RECORDED DATA
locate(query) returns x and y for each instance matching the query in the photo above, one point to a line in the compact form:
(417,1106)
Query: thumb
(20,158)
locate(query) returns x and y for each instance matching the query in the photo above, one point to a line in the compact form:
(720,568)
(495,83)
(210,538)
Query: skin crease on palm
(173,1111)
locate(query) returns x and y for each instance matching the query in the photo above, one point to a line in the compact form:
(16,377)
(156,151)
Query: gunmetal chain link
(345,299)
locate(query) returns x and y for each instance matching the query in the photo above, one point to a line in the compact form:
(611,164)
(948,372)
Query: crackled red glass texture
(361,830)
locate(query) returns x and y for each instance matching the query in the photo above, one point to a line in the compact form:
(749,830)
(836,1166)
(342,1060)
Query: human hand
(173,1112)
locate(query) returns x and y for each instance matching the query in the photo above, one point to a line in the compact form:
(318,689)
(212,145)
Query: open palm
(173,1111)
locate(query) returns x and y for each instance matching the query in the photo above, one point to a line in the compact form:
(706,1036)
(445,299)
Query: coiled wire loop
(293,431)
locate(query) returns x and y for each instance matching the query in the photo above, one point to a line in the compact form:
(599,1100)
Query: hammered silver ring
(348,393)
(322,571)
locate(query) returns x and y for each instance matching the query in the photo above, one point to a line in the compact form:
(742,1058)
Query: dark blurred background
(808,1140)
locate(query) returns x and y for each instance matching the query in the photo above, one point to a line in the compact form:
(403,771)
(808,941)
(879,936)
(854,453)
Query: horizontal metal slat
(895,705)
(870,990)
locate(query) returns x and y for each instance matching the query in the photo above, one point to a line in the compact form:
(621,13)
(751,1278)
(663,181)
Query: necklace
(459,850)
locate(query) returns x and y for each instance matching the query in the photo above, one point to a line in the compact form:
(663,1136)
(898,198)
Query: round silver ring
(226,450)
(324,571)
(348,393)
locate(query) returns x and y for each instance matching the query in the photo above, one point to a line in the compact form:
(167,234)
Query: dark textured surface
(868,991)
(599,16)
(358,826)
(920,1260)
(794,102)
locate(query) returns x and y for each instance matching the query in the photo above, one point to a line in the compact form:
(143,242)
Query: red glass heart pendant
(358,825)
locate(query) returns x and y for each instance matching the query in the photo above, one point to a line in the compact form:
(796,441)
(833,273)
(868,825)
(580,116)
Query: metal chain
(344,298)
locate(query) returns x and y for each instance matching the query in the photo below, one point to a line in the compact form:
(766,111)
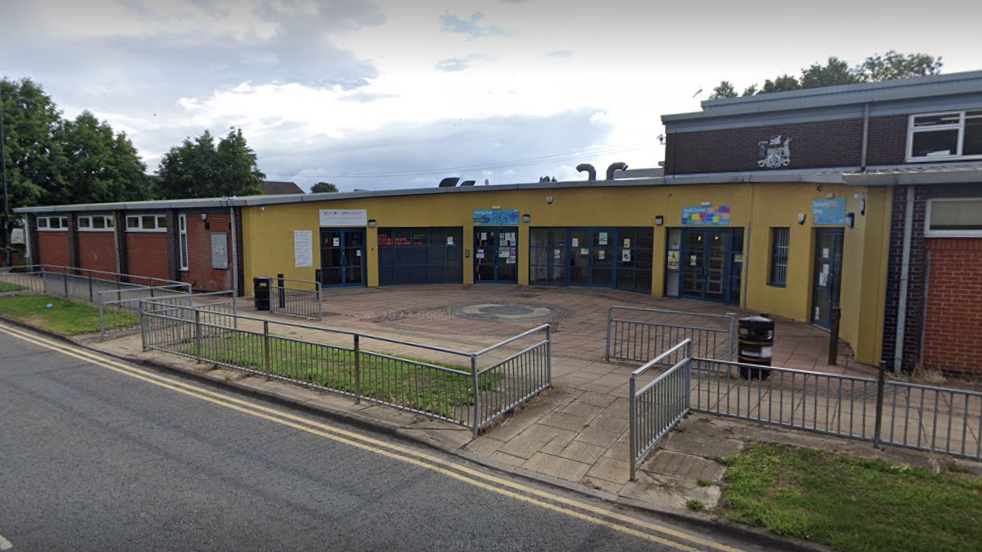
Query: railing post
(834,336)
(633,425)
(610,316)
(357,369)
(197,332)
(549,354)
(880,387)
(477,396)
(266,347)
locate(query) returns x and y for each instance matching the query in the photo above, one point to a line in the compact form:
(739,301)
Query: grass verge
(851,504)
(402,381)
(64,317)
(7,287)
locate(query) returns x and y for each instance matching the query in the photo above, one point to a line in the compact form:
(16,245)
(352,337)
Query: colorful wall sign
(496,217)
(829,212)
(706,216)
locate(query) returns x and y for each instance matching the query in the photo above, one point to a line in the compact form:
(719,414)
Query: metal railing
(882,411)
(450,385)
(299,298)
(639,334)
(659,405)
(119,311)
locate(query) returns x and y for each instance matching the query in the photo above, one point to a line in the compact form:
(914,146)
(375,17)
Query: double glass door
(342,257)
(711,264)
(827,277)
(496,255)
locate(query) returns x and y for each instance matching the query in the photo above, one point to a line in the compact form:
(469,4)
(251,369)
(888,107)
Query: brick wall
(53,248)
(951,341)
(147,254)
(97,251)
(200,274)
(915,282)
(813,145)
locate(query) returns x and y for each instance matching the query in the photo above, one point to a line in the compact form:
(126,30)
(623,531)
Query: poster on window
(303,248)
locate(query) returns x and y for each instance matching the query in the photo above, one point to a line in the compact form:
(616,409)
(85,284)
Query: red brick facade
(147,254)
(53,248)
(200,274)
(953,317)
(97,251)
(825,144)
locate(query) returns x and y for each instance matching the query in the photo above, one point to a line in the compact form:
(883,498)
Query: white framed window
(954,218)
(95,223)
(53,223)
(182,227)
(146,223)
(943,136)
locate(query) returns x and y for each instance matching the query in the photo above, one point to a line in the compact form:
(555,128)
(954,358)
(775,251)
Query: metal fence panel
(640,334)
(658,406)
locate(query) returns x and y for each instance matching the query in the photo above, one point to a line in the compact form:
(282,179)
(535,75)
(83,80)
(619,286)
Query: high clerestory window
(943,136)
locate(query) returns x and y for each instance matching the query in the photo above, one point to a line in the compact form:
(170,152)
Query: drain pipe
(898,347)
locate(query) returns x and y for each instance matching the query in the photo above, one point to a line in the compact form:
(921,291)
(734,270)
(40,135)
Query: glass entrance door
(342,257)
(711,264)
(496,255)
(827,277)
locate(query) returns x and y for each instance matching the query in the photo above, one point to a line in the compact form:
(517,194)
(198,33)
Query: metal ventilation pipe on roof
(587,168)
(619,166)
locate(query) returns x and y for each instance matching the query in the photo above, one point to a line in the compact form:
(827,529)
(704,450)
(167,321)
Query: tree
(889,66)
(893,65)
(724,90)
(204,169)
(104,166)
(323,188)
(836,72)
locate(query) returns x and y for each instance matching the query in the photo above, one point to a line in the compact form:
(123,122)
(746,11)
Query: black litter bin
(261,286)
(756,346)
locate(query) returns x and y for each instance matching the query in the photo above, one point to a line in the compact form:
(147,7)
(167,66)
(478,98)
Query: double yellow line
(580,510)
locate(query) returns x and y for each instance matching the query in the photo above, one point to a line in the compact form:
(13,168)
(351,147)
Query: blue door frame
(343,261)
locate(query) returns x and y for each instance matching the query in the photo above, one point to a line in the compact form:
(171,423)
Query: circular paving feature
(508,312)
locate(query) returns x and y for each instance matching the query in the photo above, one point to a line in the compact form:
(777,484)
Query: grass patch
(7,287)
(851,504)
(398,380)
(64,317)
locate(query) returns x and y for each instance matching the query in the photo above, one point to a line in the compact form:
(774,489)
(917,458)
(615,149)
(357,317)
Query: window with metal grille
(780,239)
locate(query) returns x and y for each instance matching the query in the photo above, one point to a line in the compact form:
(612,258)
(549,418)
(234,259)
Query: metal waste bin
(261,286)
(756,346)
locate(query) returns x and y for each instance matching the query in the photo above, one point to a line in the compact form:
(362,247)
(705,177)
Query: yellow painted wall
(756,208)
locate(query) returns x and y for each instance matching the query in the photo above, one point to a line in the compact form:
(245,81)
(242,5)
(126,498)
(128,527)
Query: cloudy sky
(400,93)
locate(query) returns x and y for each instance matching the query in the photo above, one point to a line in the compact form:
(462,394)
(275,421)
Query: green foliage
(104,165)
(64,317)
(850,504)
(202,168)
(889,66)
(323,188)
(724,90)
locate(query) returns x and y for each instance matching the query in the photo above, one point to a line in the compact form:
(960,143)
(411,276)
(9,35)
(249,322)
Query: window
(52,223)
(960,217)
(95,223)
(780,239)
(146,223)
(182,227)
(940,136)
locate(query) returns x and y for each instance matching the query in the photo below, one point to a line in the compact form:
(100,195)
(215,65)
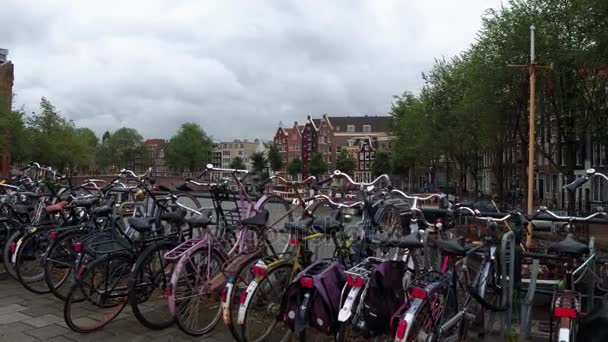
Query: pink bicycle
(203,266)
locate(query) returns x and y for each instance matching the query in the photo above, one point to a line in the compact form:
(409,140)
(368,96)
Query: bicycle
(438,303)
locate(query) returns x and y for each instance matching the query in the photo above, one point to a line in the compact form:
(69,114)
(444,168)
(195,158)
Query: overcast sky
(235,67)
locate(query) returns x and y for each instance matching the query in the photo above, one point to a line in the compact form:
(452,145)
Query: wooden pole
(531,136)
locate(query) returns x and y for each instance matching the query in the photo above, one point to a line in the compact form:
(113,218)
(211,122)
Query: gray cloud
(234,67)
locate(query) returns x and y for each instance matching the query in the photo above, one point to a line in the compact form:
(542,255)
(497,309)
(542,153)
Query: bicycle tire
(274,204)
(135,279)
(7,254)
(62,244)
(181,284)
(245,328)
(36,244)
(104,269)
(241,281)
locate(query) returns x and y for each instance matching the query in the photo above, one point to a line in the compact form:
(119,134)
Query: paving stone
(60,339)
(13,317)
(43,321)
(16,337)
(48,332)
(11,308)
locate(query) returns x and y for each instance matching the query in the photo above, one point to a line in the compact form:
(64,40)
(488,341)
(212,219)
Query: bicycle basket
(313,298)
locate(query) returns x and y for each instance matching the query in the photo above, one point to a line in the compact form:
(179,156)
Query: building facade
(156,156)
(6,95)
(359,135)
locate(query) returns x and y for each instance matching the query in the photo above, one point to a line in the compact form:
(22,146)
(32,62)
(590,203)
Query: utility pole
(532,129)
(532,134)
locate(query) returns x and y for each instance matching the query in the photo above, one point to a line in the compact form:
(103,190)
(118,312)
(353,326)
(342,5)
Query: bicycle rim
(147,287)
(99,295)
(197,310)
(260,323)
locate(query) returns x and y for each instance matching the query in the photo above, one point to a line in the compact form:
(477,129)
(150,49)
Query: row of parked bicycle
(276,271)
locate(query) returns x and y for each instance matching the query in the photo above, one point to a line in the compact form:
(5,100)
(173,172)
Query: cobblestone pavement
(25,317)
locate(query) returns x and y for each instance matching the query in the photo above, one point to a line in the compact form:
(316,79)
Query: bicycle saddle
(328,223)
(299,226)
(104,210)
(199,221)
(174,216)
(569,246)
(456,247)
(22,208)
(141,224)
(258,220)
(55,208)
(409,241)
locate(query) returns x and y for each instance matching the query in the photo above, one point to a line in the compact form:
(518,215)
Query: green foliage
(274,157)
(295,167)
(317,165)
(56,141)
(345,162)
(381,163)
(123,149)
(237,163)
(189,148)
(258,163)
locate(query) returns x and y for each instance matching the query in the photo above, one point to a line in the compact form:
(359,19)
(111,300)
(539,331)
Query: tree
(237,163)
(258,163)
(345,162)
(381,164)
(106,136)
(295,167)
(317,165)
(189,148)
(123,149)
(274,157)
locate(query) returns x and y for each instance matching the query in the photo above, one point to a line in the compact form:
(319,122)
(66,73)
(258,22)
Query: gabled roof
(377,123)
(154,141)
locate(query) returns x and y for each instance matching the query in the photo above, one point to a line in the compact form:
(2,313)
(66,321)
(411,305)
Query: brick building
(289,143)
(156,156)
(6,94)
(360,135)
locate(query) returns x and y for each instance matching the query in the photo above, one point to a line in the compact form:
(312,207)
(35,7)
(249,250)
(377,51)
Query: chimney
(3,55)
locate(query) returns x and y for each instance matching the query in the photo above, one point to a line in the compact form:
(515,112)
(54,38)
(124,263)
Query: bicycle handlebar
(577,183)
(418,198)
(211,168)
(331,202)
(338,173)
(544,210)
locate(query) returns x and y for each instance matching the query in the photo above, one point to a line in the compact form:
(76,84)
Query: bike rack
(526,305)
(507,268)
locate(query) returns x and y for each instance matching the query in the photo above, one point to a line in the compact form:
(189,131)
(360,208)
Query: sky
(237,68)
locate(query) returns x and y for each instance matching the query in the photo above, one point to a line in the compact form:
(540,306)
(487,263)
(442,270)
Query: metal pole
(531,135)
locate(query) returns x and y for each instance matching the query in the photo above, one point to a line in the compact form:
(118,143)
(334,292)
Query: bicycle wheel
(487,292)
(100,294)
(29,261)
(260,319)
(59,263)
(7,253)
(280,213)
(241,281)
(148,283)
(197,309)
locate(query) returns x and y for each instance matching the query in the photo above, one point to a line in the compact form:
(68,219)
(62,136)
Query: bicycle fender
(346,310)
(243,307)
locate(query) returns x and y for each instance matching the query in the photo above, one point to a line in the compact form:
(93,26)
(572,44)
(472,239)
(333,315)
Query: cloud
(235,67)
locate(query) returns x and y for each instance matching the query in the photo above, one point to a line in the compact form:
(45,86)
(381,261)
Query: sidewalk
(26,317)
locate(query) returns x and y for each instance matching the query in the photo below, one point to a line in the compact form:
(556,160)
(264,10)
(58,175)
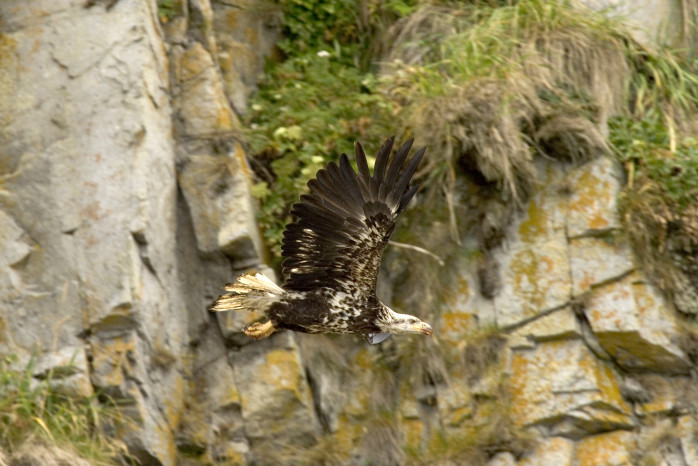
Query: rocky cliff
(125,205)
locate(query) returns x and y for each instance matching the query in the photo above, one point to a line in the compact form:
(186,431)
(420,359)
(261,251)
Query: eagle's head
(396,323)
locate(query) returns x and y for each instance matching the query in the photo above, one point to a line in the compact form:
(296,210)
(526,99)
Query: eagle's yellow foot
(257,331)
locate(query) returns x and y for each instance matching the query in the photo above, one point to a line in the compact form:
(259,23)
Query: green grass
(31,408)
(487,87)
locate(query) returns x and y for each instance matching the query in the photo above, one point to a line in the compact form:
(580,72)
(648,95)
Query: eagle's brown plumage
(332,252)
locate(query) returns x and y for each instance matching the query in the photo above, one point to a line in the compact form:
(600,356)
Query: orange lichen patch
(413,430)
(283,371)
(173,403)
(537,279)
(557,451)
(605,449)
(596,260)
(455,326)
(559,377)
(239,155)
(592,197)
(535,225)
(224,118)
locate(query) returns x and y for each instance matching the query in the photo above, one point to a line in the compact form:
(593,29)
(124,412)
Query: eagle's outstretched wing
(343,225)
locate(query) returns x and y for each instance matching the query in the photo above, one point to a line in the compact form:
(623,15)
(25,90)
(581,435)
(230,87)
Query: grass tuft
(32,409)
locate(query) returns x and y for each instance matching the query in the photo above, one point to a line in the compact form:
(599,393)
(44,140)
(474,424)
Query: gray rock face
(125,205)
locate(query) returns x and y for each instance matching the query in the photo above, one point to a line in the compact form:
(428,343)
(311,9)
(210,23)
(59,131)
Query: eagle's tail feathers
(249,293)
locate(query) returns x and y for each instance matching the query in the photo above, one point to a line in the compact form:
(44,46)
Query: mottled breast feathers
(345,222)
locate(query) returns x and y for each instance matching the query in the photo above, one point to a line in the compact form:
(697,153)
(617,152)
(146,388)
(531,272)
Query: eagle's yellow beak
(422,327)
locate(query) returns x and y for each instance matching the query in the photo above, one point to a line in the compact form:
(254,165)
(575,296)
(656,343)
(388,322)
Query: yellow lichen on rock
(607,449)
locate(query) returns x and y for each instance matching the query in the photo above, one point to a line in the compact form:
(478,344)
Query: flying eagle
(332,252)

EXERCISE REQUIREMENTS
Which lines of the records above contain the string "patch"? Copy out each of them.

WORKED ANSWER
Query: grass patch
Query: orange lichen patch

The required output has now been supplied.